WHAT YOU WILL DO: Please return the passage of the article on coronavirus in US prisons from "The Federal Bureau" up to and including "placed in isolation.", copied word for word.

The Federal Bureau of Prisons, the largest detention system in the US, confirmed its first case of coronavirus.
USA Today reports that the inmate has been quarantined at the Metropolitan Detention Center in Brooklyn. Officials have not released the person’s identity but shared that the inmate complained of chest pains March 16 after arriving at the detention center and was taken to an outside hospital three days later, where he tested positive for the virus. The prisoner was later discharged from the hospital and immediately placed in isolation.
This comes after 38 people across New York City jails, including Rikers Island, tested positive for COVID-19. Those who contracted the virus include inmates and staff members. In a letter to criminal justice leaders, Jacqueline Sherman, interim chairwoman of the Board of Corrections, also revealed that 58 more people were being monitored.
The Associated Press reports that there has been growing concern about the spread of coronavirus in US prisons, “More than 2.2 million people are incarcerated in the United States — more than anywhere in the world — and there are growing fears that an outbreak could spread rapidly through a vast network of federal and state prisons, county jails and detention centers.”
“It is likely these people have been in hundreds of housing areas and common areas over recent weeks and have been in close contact with many other people in custody and staff,” Sherman wrote to leaders. “The best path forward to protecting the community of people housed and working in the jails is to rapidly decrease the number of people housed and working in them.”

THE DATA:
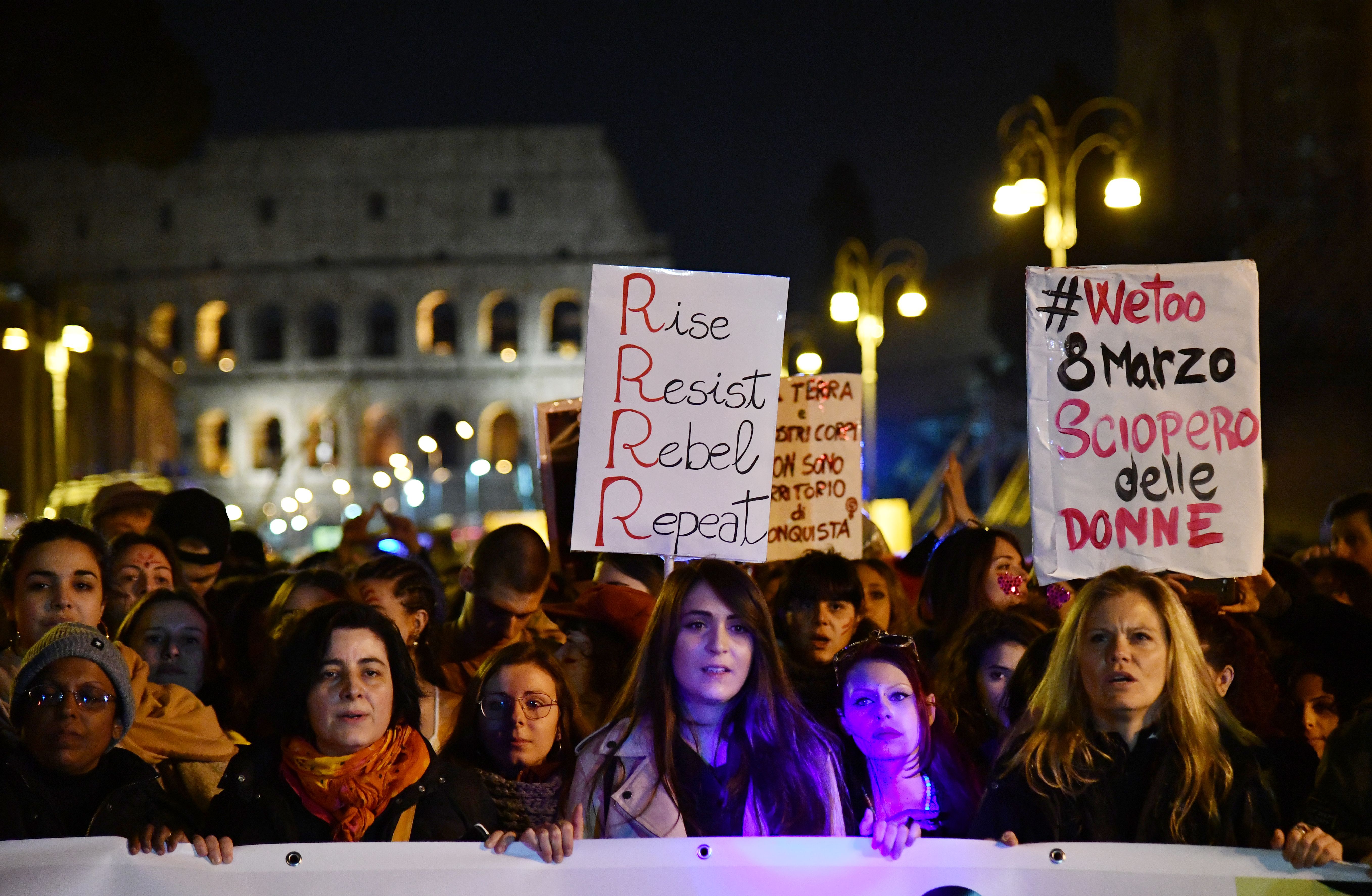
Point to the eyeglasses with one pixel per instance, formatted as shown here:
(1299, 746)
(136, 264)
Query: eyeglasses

WORKED SOLUTION:
The Federal Bureau of Prisons, the largest detention system in the US, confirmed its first case of coronavirus.
USA Today reports that the inmate has been quarantined at the Metropolitan Detention Center in Brooklyn. Officials have not released the person’s identity but shared that the inmate complained of chest pains March 16 after arriving at the detention center and was taken to an outside hospital three days later, where he tested positive for the virus. The prisoner was later discharged from the hospital and immediately placed in isolation.